**EXERCISE PROMPT**. Write out, word for word, the stretch of lines from the one containing "I'd really appreciate it if you could detect the decorative" through the one containing "0, 58, 162, 96", including both of those lines.

**Items listed in a dataset**.
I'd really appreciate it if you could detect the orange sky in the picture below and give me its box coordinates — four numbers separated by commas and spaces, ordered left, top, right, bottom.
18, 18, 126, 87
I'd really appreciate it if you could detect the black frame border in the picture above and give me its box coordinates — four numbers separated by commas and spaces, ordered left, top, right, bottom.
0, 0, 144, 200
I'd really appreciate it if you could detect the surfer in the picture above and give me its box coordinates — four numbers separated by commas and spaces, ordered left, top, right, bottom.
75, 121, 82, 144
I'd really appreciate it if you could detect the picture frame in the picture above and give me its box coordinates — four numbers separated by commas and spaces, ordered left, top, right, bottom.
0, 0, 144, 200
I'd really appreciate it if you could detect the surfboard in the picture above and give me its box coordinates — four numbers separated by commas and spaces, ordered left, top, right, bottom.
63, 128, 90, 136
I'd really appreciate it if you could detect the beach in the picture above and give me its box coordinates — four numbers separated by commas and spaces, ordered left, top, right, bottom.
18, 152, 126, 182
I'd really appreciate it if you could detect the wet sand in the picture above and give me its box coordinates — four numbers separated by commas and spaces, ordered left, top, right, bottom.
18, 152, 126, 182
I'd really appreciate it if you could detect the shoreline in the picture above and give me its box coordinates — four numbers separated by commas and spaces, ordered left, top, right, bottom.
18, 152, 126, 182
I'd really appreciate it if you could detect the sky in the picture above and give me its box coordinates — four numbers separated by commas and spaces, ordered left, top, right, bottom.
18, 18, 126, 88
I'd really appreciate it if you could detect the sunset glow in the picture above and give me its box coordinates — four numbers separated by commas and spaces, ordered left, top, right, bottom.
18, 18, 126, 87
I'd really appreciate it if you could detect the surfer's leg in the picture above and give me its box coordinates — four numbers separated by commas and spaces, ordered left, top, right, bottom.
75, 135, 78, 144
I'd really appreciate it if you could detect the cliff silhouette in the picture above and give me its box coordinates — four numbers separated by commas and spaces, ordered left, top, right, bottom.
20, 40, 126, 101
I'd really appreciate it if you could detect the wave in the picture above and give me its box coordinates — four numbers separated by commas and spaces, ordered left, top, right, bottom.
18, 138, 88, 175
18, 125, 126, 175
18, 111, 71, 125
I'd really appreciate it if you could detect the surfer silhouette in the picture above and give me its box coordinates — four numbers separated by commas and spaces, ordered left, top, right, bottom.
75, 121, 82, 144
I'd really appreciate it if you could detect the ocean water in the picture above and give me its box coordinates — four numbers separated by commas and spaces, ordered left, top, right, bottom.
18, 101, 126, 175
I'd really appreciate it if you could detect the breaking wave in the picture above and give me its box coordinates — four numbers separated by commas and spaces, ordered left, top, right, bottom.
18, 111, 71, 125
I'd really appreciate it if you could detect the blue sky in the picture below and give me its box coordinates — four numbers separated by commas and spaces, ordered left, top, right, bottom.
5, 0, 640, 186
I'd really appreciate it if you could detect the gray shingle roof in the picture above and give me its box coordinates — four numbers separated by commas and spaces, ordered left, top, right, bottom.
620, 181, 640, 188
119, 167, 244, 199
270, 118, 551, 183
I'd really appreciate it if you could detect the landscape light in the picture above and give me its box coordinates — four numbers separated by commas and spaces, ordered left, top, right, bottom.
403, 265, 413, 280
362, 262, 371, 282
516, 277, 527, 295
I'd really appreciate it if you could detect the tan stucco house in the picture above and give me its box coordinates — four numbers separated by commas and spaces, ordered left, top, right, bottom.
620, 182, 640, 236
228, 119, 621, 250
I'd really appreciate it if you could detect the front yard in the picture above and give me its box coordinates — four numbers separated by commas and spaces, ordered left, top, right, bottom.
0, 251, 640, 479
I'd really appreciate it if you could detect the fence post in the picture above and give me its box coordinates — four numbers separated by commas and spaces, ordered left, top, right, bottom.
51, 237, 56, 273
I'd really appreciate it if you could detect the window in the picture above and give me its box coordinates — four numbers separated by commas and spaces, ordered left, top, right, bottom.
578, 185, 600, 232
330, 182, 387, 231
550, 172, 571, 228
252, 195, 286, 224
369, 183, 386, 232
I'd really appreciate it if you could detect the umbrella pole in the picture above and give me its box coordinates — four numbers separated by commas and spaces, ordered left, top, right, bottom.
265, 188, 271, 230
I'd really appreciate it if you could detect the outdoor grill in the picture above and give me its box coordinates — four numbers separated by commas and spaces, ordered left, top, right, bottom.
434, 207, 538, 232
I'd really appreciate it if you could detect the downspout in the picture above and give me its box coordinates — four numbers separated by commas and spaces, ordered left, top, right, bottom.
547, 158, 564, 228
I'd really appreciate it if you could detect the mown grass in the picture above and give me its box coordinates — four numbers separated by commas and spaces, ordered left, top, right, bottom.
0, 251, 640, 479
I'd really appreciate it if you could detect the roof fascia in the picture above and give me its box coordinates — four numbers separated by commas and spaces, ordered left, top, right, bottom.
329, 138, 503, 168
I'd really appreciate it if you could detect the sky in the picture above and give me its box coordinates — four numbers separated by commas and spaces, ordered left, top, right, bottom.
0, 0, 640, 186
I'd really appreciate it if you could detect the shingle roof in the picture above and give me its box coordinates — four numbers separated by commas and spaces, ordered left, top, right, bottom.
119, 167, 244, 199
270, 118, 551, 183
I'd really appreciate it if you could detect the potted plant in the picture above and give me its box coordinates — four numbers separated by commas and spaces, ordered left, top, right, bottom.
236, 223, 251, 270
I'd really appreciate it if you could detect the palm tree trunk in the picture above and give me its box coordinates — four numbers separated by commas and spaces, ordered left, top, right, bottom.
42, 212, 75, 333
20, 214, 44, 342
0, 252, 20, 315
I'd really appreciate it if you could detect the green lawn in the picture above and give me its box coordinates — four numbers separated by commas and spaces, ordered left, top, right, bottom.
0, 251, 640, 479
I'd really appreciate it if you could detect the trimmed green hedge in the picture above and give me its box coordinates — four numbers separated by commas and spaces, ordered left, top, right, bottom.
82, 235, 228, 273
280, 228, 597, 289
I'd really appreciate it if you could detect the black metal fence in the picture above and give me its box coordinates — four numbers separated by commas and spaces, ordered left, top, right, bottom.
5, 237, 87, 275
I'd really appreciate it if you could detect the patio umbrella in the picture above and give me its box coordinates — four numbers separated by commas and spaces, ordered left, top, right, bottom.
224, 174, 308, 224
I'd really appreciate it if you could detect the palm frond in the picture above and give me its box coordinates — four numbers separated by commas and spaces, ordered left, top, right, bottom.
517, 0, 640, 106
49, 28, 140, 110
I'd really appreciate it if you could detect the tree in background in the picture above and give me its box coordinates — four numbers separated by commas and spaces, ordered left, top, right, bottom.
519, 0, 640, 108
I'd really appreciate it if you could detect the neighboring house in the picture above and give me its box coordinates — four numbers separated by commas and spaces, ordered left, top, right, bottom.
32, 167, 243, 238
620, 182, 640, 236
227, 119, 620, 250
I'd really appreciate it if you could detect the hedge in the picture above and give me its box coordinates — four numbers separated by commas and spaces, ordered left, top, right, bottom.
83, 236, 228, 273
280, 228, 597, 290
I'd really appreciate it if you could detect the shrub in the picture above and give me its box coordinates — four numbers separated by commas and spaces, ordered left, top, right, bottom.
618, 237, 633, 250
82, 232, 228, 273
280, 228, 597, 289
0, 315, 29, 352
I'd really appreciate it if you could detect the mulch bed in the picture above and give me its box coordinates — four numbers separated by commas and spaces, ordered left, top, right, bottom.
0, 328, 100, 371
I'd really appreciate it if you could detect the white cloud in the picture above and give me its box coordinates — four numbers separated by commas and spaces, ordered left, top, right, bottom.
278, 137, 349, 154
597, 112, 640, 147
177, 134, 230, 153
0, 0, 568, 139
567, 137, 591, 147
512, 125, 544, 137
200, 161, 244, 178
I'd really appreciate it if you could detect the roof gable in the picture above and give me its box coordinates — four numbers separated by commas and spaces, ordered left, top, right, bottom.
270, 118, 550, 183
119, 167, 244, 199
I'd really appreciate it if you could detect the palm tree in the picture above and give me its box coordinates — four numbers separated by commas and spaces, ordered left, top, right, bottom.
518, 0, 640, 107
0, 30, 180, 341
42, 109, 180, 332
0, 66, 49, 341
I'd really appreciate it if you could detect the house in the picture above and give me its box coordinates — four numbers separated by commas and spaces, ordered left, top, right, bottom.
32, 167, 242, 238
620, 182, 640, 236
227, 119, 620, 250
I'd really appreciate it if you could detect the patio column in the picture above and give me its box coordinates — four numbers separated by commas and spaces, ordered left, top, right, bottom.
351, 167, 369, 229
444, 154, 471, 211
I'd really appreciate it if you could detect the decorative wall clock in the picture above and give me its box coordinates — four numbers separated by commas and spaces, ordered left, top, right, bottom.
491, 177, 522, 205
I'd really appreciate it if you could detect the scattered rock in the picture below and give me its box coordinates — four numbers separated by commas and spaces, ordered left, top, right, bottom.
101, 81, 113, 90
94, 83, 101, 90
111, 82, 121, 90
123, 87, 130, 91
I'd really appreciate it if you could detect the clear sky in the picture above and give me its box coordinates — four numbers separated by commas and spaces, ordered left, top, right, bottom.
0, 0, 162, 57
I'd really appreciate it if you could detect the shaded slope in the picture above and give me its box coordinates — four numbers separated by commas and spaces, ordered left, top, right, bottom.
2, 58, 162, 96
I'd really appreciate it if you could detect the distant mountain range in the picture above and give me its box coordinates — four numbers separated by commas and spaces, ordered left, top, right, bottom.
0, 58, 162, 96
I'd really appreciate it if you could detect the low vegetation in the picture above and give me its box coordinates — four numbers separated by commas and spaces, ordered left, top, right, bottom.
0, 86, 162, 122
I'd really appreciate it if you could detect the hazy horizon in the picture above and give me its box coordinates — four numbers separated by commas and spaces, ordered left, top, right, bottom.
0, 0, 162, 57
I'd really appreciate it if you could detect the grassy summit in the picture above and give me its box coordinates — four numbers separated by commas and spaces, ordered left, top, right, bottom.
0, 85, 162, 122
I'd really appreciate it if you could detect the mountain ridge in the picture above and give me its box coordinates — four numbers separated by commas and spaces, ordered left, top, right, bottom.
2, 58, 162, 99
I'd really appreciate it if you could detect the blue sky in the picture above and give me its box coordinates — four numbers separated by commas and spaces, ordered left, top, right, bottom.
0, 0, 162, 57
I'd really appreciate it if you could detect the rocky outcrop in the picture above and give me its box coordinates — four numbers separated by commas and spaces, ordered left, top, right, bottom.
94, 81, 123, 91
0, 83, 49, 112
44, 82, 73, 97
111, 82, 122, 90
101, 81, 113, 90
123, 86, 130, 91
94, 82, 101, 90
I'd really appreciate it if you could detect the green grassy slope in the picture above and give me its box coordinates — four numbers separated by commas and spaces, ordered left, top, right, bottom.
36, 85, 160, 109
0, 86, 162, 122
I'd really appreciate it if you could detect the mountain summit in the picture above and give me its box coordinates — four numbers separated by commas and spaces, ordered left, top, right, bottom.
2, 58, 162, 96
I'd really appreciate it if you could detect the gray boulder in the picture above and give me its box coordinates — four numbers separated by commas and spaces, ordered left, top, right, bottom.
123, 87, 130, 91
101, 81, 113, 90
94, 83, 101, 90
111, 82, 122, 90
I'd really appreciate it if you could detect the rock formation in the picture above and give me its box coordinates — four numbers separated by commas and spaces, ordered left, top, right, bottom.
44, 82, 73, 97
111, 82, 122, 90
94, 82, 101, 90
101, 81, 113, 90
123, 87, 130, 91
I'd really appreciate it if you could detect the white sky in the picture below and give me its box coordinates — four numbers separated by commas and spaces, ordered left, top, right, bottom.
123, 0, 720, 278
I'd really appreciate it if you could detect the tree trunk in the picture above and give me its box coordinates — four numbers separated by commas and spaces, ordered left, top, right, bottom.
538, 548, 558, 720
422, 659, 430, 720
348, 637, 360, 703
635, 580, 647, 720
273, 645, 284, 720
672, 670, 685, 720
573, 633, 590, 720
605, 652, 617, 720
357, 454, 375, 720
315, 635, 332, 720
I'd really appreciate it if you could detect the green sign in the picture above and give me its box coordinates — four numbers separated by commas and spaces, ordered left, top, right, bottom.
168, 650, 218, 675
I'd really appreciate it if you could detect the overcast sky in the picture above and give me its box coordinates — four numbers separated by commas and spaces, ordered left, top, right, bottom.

**SOLUTION BELOW**.
I'd really appreciate it if you could detect the decorative wall clock in the picture above and give me its box coordinates — four numbers separated by commas and spaces, ordered left, top, right, bottom.
491, 177, 522, 205
I'd really appreciate it if you could detect the scattered rock in the picture below and give me its box coordinates — four numbers separated by commas and spaces, ordered left, top, right, bottom.
101, 81, 113, 90
94, 83, 101, 90
111, 82, 121, 90
123, 87, 130, 91
I'd really appreciate it if you could detect the clear sky in the picture above and give me its box coordinates — four numbers separated by commas and spaces, ordered left, top, right, bottom.
0, 0, 162, 57
I'd really appreciate it if you could detect the shaded slope in the picture above and give me its box coordinates — four numbers separated by commas and spaces, ordered left, top, right, bottom.
2, 58, 162, 96
I'd really appreciate it if you could detect the distant mountain range in the picture above and give me its box coordinates — four numbers separated by commas and spaces, ordered left, top, right, bottom.
0, 58, 162, 96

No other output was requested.